Here’s a comprehensive solution addressing all three key areas:

API Timeout Configuration: First, increase your client timeout to accommodate large transfers, but don’t rely on this alone:


httpClient.setTimeout(300000); // 5 minutes
httpClient.setReadTimeout(300000);
httpClient.setConnectionTimeout(30000);

However, long timeouts aren’t the real solution - chunked uploads are.

Chunked Upload Implementation: Use the multipart upload workflow for files over 10MB:


// Pseudocode - Chunked upload process:
1. Calculate total chunks: chunks = fileSize / chunkSize (5MB)
2. Initiate multipart upload:
   POST /inventory/binaries/multipart
   Returns: uploadId
3. For each chunk (parallel uploads possible):
   PUT /inventory/binaries/multipart/{uploadId}/{chunkNumber}
   Include: Content-Range header
   Store: ETag from response for verification
4. Complete upload:
   POST /inventory/binaries/multipart/{uploadId}/complete
   Include: Array of chunk ETags in order
5. Verify: Check final file integrity

Multipart Endpoint Usage: Implement robust multipart upload with retry logic:


// Initiate upload
POST /inventory/binaries/multipart
Content-Type: application/json
{
  "name": "diagnostic_log.zip",
  "type": "application/zip"
}

Detailed Implementation Strategy:

  1. Chunk Size Selection:

    • Use 5MB chunks for optimal balance
    • Adjust based on network quality (2MB for poor connections)
    • Never exceed 10MB per chunk
  2. Parallel Upload Optimization:

    • Upload 3-5 chunks concurrently
    • Monitor bandwidth to avoid saturation
    • Implement adaptive concurrency based on success rate
  3. Retry Logic Per Chunk:

    • Each chunk gets 3 retry attempts
    • Exponential backoff: 2s, 4s, 8s
    • Track failed chunks separately for final retry pass
  4. Progress Persistence: Store upload state locally:

    
    {
      "uploadId": "abc123",
      "fileName": "diagnostic.zip",
      "totalChunks": 40,
      "completedChunks": [1,2,3,5,7],
      "chunkETags": {"1": "etag1", "2": "etag2"},
      "failedChunks": [4,6]
    }
    
  5. Resume Capability:

    • On application restart, check for incomplete uploads
    • Resume from last completed chunk
    • Verify completed chunks with HEAD requests
  6. Compression Strategy:

    • Compress files before upload when appropriate
    • Use gzip for logs/text (70-80% reduction)
    • Skip compression for already-compressed formats (zip, jpg)

* _What you are asked to do_
Do these statements agree with the passage on chunked uploads? Answer yes or no for each, quoting the words of the passage that decide it.
1. Smaller chunks of 2MB are advised when the connection is poor.
2. Each chunk is allowed five retry attempts.
3. Longer client timeouts are presented as the real solution for large transfers.

* _Given records_
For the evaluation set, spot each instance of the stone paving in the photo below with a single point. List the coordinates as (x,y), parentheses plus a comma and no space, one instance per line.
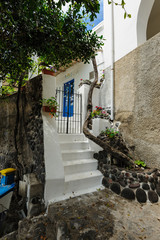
(101,215)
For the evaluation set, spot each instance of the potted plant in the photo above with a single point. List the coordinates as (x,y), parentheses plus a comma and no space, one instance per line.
(50,105)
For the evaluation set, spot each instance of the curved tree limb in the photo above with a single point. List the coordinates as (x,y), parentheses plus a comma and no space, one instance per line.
(114,152)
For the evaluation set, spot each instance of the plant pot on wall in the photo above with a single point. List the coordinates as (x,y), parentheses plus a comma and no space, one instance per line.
(48,72)
(49,109)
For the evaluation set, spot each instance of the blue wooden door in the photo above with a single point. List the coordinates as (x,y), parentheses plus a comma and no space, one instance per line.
(68,99)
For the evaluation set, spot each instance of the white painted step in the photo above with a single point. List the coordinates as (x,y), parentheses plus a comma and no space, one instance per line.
(74,145)
(77,154)
(71,137)
(83,165)
(83,181)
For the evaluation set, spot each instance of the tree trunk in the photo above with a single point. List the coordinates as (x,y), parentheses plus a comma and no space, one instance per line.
(19,166)
(114,152)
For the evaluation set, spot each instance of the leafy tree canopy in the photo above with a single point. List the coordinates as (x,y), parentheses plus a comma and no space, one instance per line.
(40,27)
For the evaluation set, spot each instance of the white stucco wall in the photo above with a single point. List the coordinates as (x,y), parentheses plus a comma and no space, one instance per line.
(128,33)
(53,160)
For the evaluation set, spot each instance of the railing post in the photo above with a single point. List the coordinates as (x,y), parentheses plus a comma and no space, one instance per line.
(67,114)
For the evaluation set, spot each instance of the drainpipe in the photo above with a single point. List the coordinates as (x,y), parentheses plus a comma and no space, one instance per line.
(112,61)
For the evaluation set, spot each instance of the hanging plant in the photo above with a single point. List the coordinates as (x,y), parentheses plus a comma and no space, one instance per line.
(50,105)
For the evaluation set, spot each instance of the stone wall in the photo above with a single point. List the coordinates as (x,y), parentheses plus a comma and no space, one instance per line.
(26,149)
(137,100)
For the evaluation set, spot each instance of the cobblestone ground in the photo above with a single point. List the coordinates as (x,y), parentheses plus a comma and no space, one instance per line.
(101,215)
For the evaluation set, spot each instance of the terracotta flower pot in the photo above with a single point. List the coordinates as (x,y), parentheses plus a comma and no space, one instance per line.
(48,72)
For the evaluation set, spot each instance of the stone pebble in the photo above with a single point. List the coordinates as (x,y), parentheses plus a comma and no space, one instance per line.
(132,185)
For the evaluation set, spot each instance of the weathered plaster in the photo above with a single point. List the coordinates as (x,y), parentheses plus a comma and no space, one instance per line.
(137,99)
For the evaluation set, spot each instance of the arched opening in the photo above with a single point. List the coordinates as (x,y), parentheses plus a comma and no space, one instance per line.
(142,20)
(153,26)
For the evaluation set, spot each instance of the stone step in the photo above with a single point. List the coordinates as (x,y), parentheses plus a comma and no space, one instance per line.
(77,154)
(83,165)
(71,137)
(74,145)
(83,181)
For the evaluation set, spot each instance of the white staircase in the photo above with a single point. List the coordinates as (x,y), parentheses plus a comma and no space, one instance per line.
(80,169)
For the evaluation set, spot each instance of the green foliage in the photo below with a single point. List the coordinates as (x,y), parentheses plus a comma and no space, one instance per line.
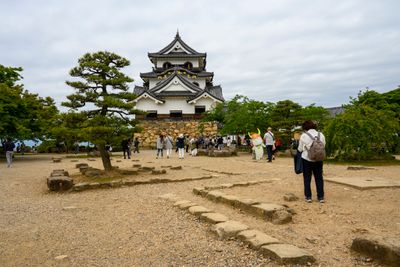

* _Output below_
1. Yes: "Adjust based on network quality (2MB for poor connections)"
2. No: "Each chunk gets 3 retry attempts"
3. No: "However, long timeouts aren’t the real solution - chunked uploads are."